(Point annotation dataset rows)
==========

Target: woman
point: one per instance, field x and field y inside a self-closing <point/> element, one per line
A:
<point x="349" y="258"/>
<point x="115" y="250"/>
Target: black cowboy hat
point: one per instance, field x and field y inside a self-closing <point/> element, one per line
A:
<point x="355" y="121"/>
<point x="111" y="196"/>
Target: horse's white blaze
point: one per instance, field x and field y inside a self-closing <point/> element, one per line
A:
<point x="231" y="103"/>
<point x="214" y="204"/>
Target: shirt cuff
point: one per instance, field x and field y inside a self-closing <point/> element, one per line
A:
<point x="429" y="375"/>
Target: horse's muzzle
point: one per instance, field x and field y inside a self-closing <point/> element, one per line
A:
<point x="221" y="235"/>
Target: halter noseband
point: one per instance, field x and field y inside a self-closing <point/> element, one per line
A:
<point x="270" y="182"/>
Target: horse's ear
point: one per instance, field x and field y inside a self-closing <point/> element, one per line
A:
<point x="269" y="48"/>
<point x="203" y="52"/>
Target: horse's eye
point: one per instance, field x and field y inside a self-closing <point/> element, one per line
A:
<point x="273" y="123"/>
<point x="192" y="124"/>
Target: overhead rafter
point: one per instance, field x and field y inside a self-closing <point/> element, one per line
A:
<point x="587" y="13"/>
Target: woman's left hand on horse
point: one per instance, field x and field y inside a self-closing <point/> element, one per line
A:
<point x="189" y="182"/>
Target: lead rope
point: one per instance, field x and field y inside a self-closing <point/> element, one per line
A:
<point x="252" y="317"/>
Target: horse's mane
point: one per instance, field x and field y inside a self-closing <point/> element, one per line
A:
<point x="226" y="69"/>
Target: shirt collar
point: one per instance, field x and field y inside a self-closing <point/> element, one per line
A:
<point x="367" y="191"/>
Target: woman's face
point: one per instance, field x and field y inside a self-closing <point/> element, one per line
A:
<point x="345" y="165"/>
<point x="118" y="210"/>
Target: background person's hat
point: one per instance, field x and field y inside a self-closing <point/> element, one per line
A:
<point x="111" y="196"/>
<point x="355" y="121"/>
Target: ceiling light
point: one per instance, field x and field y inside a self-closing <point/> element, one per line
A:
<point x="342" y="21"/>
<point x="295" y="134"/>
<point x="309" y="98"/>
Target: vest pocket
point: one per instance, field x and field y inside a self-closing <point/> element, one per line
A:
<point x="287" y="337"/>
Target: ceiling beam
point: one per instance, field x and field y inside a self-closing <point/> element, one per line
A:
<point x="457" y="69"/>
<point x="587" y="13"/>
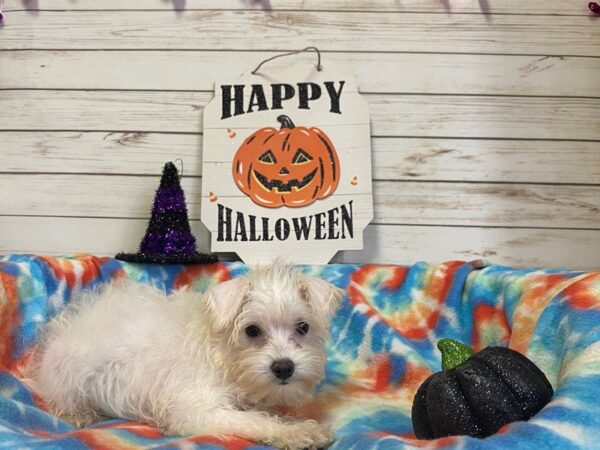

==========

_TASK TO CARRY OUT_
Copy out, word for word, the rows from the line with "Target: woman's face" through the end of the rows, and leave the pictures out.

_THE SOLUTION_
Target: woman's face
point: one per instance, field x and field y inside a self-closing <point/> element, one per line
A:
<point x="345" y="165"/>
<point x="118" y="210"/>
Target: background person's hat
point: one per instance, field x and field y inside a self-closing <point/> element, one per line
A:
<point x="111" y="196"/>
<point x="355" y="121"/>
Target: ceiling light
point: one per instance, field x and field y inside a self-closing <point/> element, one per line
A:
<point x="342" y="21"/>
<point x="295" y="134"/>
<point x="309" y="98"/>
Target: vest pocket
point: one per instance, field x and field y inside a self-closing <point/> element, one per line
A:
<point x="287" y="337"/>
Target: ceiling beam
point: one per instance, field x and field y inside a self-closing <point/> element, one per line
A:
<point x="457" y="69"/>
<point x="587" y="13"/>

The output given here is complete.